Work item A ::
Answer these questions from the excerpt on thyroid nodules, one per line.
(i) In what year were the ATA guidelines recommending FNAB for nodules larger than 1 to 1.5 cm published?
(ii) Under the revised 2009 ATA guidelines, what size nodules with suspicious ultrasonographic features are recommended for FNAB in high-risk patients?
(iii) Which suspicious ultrasonographic feature does the study suggest excluding?
Work item B :: Write the next part of the excerpt on thyroid nodules, beginning right after its final sentence.

This study suggests that excluding increased vascularity and adding solid composition to the suspicious ultrasonographic features of the ATA guidelines would significantly improve the diagnostic performance in subcentimeter nodules for the identification of malignant lesions.

Introduction

The detection of thyroid nodules has increased since the introduction of high-resolution ultrasound (1). As more asymptomatic thyroid nodules have been found, the more important it has become to determine the clinical significance of these nodules. Fine-needle aspiration biopsy (FNAB) is considered to be one of the best ways to obtain diagnostic information to exclude the possibility of thyroid cancer (2 –4), however, whether it is effective for subcentimeter nodules has been under debate (5 –11). In the American Thyroid Association (ATA) guidelines published in 2006, nodules larger than 1 to 1.5 cm were recommended for FNAB as those were considered to have potential clinical significance compared to smaller nodules (5). However, there have been studies showing that subcentimeter nodules are not associated with a lower incidence of cancer, and that they can be associated with a relatively high risk of malignancy including an aggressive pathologic course (6 –8). Therefore, in the revised ATA guidelines published in 2009, 5 to 10 mm nodules with suspicious ultrasonographic (US) features are also recommended for FNAB in high-risk patients (9).

Stored data:
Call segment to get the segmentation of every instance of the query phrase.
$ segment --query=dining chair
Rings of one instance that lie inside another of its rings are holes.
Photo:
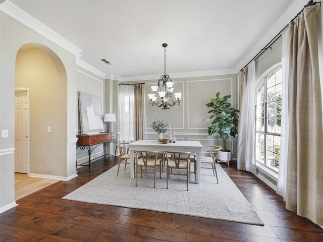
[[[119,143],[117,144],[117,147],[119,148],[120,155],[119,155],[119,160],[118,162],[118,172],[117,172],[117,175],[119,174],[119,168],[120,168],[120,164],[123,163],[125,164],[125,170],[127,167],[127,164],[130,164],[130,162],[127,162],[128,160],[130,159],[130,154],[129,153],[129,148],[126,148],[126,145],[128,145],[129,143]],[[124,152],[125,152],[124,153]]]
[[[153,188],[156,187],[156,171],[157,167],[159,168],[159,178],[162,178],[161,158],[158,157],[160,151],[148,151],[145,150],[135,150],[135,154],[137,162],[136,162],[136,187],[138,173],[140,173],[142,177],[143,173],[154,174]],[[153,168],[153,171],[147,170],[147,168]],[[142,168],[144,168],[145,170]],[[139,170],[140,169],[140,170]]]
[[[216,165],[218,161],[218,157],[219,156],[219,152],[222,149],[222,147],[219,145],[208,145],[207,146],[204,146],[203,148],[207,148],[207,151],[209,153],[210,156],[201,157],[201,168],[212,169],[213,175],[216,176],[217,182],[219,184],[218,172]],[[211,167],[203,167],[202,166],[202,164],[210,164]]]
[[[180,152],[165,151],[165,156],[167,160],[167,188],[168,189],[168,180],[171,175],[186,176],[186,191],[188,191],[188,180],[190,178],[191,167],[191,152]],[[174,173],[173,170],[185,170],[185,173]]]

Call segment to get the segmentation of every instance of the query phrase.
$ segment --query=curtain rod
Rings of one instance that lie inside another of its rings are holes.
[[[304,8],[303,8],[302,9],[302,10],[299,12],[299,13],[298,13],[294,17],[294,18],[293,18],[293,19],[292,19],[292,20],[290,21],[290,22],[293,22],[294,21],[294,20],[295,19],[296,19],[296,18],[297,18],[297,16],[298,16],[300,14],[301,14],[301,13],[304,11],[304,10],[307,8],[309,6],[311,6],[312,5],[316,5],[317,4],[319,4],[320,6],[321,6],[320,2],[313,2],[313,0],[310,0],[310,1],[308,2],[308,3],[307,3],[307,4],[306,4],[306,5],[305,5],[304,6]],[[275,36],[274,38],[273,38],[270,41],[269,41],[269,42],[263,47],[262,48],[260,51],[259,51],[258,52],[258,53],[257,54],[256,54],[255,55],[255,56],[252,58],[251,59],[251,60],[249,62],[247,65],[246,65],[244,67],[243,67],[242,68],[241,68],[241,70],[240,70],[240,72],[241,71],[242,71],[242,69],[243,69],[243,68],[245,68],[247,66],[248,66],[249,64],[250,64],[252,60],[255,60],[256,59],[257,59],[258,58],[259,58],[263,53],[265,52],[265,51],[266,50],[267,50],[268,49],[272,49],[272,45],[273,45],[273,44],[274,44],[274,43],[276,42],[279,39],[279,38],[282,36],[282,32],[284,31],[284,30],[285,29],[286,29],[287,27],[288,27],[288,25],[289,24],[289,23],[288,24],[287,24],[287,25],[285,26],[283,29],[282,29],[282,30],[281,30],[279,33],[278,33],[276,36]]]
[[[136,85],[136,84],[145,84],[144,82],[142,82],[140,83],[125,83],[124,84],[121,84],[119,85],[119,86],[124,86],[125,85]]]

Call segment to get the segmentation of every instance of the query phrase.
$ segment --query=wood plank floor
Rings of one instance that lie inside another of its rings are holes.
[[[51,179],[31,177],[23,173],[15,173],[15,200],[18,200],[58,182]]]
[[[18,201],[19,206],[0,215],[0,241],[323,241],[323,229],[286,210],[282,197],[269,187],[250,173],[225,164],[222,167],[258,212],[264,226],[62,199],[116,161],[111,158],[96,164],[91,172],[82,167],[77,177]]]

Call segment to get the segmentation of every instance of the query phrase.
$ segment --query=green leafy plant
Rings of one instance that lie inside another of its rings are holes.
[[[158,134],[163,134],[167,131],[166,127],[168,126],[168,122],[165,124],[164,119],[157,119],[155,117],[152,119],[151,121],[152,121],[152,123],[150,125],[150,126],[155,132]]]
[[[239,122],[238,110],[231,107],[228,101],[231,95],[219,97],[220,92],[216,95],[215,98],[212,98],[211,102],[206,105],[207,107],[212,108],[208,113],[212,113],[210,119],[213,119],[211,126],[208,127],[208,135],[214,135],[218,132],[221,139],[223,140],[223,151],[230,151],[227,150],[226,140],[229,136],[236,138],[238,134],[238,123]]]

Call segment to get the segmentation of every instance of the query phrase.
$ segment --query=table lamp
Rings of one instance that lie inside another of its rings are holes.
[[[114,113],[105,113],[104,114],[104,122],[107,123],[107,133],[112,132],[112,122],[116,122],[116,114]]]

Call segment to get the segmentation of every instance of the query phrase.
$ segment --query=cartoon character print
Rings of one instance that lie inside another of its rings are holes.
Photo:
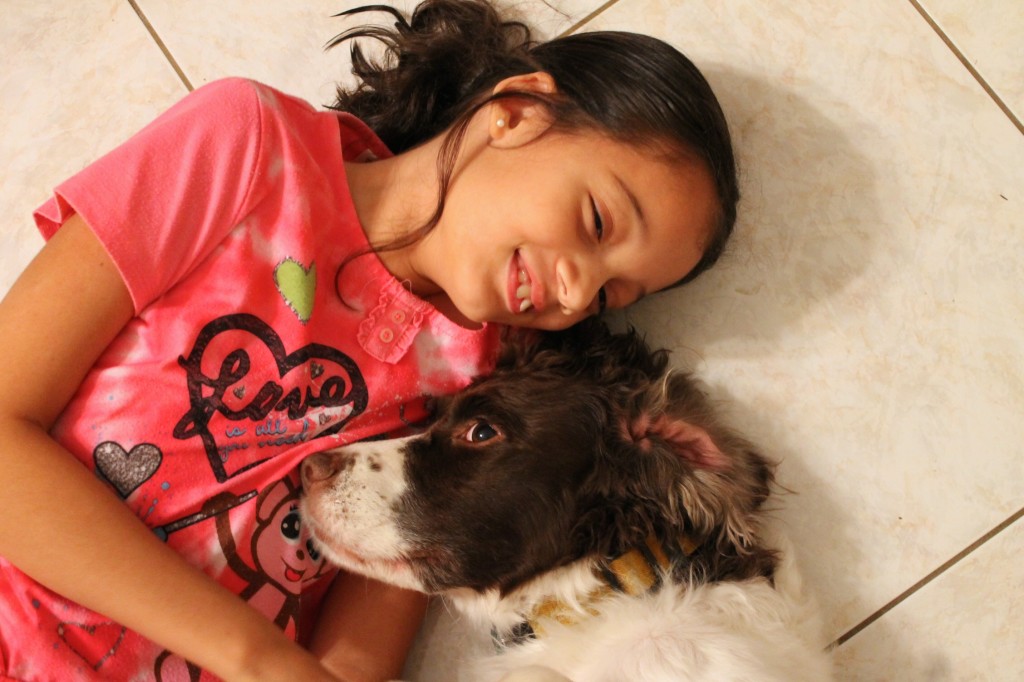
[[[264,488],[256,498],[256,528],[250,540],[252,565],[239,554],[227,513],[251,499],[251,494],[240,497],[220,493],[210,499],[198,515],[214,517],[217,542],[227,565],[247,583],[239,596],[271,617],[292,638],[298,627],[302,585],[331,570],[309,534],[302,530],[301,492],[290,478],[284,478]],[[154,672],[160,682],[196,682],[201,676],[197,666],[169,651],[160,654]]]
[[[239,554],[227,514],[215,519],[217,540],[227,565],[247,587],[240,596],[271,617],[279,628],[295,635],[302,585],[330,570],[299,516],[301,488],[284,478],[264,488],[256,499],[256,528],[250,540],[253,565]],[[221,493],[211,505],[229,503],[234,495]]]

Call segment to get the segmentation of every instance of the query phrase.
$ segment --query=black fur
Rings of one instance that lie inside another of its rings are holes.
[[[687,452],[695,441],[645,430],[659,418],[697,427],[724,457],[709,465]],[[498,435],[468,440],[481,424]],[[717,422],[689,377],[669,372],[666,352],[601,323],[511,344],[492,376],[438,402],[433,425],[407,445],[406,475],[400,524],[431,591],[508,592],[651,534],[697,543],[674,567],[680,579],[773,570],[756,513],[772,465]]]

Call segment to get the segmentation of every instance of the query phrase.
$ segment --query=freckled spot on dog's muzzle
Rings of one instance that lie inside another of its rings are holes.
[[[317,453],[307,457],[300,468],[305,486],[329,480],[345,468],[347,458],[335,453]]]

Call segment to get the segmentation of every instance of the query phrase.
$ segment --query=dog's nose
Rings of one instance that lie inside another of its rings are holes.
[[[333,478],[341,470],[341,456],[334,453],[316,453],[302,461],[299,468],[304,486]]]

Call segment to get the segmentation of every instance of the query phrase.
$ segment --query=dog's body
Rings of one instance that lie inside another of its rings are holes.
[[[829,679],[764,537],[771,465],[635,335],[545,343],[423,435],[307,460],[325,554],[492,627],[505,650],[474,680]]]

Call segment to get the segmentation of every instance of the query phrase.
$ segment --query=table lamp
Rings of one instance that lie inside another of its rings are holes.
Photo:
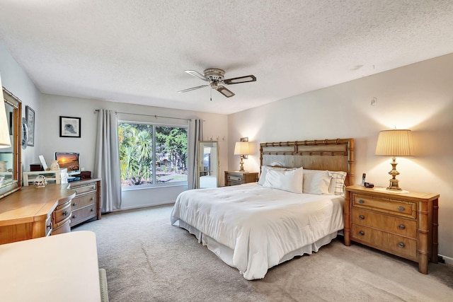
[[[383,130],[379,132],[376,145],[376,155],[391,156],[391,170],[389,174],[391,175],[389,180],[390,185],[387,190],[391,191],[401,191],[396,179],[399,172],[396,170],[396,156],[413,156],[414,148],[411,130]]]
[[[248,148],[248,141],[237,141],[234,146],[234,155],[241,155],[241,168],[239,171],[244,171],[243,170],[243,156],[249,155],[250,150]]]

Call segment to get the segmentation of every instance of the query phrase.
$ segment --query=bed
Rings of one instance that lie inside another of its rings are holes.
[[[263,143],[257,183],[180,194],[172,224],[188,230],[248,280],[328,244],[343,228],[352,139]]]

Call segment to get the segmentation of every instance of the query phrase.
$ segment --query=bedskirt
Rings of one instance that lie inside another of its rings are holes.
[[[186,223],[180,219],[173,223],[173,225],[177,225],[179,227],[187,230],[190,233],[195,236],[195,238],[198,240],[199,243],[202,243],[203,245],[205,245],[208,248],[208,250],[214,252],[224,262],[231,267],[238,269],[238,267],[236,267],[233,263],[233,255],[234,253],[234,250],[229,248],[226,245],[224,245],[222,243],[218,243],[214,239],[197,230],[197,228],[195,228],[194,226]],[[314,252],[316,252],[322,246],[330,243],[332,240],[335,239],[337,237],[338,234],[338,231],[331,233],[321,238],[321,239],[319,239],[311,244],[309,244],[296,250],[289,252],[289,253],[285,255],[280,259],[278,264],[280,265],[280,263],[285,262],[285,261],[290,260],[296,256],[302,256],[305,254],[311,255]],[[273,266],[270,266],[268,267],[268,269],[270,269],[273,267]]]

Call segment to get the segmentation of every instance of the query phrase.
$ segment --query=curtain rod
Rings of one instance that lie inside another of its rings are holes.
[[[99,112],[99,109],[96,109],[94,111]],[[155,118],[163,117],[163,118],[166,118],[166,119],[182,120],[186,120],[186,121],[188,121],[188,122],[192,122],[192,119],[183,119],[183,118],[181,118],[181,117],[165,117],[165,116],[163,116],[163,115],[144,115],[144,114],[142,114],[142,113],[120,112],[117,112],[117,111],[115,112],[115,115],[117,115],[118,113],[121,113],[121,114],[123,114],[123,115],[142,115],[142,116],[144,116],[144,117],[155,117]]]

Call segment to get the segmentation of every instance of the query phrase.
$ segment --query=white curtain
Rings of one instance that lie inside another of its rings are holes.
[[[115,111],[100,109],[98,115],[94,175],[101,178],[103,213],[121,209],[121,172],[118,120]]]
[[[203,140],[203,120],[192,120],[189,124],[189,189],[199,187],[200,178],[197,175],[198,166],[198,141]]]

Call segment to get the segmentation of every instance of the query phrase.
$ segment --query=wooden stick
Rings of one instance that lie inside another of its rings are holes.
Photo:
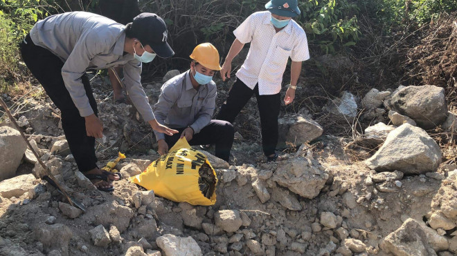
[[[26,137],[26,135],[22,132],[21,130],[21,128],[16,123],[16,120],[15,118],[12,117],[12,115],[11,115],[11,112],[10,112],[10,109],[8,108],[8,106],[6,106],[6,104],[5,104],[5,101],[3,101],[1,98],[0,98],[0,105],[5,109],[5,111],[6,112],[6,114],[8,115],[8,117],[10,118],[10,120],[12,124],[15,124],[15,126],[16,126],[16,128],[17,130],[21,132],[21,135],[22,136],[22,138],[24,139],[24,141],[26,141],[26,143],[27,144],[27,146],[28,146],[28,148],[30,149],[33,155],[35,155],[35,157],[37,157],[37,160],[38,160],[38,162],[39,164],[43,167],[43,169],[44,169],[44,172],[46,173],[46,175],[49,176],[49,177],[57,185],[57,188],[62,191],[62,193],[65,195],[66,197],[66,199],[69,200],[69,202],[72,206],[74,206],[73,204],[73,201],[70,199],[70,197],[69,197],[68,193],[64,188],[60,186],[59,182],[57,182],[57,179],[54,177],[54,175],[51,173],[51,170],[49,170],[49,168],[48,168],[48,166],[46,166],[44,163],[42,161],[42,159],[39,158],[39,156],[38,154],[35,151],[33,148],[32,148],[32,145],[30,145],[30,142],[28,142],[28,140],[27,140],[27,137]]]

Expected answer A ::
(i) 2006
(ii) 5 to 10 mm
(iii) Increased vascularity

Expected answer B ::
The suspicious US features suggested in the revised ATA guidelines include microcalcification, hypoechogenicity, increased nodular vascularity, infiltrative margin, and taller-than-wide shape on transverse view; thyroid nodules with any of the above US features are recommended for FNAB (9). To our knowledge, this combination of US features for subcentimeter nodules has not yet been applied to clinical settings. Furthermore, whether the suggested combination of suspicious features has a higher diagnostic performance compared to other combinations has not been studied. Therefore, the purpose of this study was to analyze the diagnostic performance of ultrasound for 5 to 10 mm thyroid nodules as suggested by the revised ATA guidelines and compare it to the diagnostic performances of our seven modified versions of the ATA guidelines.

Method and Materials

Patients

From September 2007 through March 2008, 1054 nodules with a size of 6 to 10 mm in 991 patients were biopsied under ultrasound guidance in our institution. The insufficiency rate of FNAB was 141 of 1054 (13.4%). Among 435 nodules with nondiagnostic (n=141), indeterminate (n=1), suspicious (n=58), and malignant (n=234) cytological results, only those that were operated on (n=304) were included. Among nodules with benign cytology (n=620), nodules that were operated on or that showed no interval change for at least 1 year of follow-up were included. Therefore, a total of 713 nodules were included in the study population (Fig. 1).

FIG. 1.

Study population. FNAB, fine-needle aspiration biopsy.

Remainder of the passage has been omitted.